### Trecho do texto
━━━
Embora seja inegável o impacto vultoso do Ozempic no valor de mercado de sua fabricante, a Novo Nordisk, e até mesmo no PIB da Dinamarca, onde fica sediada a farmacêutica, pode ser precipitado afirmar o mesmo estrondo vá ocorrer em aéreas ou nas gigantes de fast food, na opinião de especialistas da área da saúde e economia consultados pelo Pipeline.

“Achar que o mundo inteiro vai tomar Ozempic e ficar magrinho é precipitado”, diz o economista e professor do Insper Ricardo Humberto Rocha, também diabético e usuário de semaglutida. “O que os analistas tendem a fazer é acompanhar os dados e entender tendências, mas é preciso ter muito cuidado com as generalizações. Não é um exercício fácil. O que a gente tem visto é que essas medicações têm um grande impacto no balanço das próprias farmacêuticas.”

Na primeira semana de setembro, a Novo Nordisk chegou a ultrapassar os US$ 420 bilhões em valor de mercado na bolsa, se tornando a maior empresa de toda a Europa. O valor de mercado superou o de qualquer outra concorrente e mesmo gigantes de outros setores na região, como a desbancada LVMH (US$ 416 bilhões, em 4 de setembro), do segmento de moda e luxo, até então a maior companhia listada do continente.

O medicamento também foi o principal responsável pelo crescimento de 1,7% no PIB da Dinamarca nos primeiros seis meses na comparação com o mesmo período do ano anterior. Descontada a influência, o indicador teria ficado com uma alta de apenas 0,3%. O volume de vendas capaz de alterar a dinâmica econômica do continente mais desenvolvido do mundo não se deve só ao objetivo inicial do remédio.

O Ozempic faz parte de uma classe de medicamentos análogos ao GLP-1, um hormônio produzido pelo corpo que ajuda a regular a glicose no sangue liberando mais insulina. Já existiam no mercado outros remédios semelhantes, à base de liraglutida, como o Saxenda, também da Novo Nordisk, e outros compostos. Recentemente a Eli Lilly lançou o Mounjaro, de funcionamento semelhante, mas à base de tirzepatida. Todos foram aprovados para o controle da diabetes.
━━━
### Dados para análise

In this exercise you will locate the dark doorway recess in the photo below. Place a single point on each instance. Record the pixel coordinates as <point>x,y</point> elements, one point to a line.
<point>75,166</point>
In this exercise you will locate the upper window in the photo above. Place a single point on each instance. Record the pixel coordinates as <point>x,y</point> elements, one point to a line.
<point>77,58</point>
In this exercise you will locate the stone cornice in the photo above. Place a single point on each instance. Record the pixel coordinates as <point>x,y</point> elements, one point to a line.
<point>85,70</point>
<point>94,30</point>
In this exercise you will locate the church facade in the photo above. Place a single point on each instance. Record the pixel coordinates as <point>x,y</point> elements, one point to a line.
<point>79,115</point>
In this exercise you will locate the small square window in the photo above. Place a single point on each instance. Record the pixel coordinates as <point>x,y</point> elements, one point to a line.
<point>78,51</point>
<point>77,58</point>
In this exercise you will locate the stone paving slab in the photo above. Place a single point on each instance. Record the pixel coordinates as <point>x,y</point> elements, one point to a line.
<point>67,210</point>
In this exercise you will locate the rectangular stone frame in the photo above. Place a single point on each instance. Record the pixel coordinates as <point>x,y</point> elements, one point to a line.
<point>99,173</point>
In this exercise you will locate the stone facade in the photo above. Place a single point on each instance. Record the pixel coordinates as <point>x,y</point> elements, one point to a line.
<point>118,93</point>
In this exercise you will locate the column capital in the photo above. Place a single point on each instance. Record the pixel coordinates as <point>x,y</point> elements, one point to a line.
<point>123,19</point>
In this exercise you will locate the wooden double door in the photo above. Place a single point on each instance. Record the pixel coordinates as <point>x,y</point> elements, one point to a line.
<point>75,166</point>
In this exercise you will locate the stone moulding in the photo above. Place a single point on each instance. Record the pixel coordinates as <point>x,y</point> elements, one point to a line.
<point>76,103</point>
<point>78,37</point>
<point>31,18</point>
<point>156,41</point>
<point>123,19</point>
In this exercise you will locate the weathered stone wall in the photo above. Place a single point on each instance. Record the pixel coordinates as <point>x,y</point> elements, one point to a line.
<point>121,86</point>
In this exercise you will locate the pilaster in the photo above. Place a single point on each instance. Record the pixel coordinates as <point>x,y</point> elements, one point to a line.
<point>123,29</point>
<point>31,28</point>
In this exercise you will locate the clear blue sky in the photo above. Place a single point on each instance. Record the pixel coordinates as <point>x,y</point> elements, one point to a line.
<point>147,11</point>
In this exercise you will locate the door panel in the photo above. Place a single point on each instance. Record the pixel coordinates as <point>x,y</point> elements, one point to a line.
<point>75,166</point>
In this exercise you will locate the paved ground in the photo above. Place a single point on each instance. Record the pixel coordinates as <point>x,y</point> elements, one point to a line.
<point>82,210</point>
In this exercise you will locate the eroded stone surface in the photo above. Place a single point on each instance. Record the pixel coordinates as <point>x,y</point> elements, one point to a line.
━━━
### Tarefa atribuída A
De acordo com o texto sobre o Ozempic, qual foi o crescimento do PIB da Dinamarca nos primeiros seis meses em relação ao mesmo período do ano anterior?
### Tarefa atribuída B
Transcreva fielmente o trecho do texto sobre o Ozempic que vai de “Na primeira semana” até “inicial do remédio.”.
### Tarefa atribuída C
Prossiga a redação do texto sobre o Ozempic a partir do ponto em que ele termina.
As linhas constituem material à parte, sem relação com o texto sobre o Ozempic.

### Resposta redigida A
O PIB da Dinamarca cresceu 1,7%.

### Resposta redigida B
Na primeira semana de setembro, a Novo Nordisk chegou a ultrapassar os US$ 420 bilhões em valor de mercado na bolsa, se tornando a maior empresa de toda a Europa. O valor de mercado superou o de qualquer outra concorrente e mesmo gigantes de outros setores na região, como a desbancada LVMH (US$ 416 bilhões, em 4 de setembro), do segmento de moda e luxo, até então a maior companhia listada do continente.

O medicamento também foi o principal responsável pelo crescimento de 1,7% no PIB da Dinamarca nos primeiros seis meses na comparação com o mesmo período do ano anterior. Descontada a influência, o indicador teria ficado com uma alta de apenas 0,3%. O volume de vendas capaz de alterar a dinâmica econômica do continente mais desenvolvido do mundo não se deve só ao objetivo inicial do remédio.

### Resposta redigida C
“Nenhum desses medicamentos tem qualquer tipo de indicação ou estudo comprovando segurança e eficácia para fins estéticos”, ressalta o doutor Rodrigo Surjan, médico cirurgião formado pela USP, membro titular do Colégio Brasileiro de Cirurgiões e do American College of Surgeons. “Existe uma pressão multibilionária para a liberação e o uso dessas drogas, mas o mundo científico precisa olhar os dados e se preocupar com a forma que estão sendo receitadas. Os médicos não estão orientando os pacientes sobre isso, não explicam que é off-label.”

Na prática de consultório, os médicos passaram a observar a eficácia dessas drogas no tratamento da obesidade, uma doença crônica, já que podem levar à perda de até 25% do peso em pacientes com a condição. Ciente disso, a Novo Nordisk fez o lançamento do Wegovy, um novo remédio também à base de semaglutida, mas com dosagem quase três vezes maior: enquanto o Ozempic vai até 1 mg, a nova medicação chega a 2,4 mg. A droga foi aprovada pela FDA e pela Anvisa, mas está em falta no mercado.

“Essa diferença no nome é inclusive bem-vinda", explica a doutora Cynthia Valério, médica endocrinologista e diretora da Associação Brasileira para o Estudo da Obesidade e da Síndrome Metabólica (Abeso). “A eficácia da aplicação de semaglutida no tratamento da obesidade, uma doença séria e de alta mortalidade, está mais do que comprovada. O uso indevido, para fins estéticos, não tem nada a ver com isso.”

A associação tem apostado em programas de educação e conscientização sobre o tema e prepara um dossiê, que será entregue ao Ministério da Saúde, onde solicita a disponibilização da liraglutida, composto base do Saxenda, no SUS, como um dos meios de tratamento para a doença.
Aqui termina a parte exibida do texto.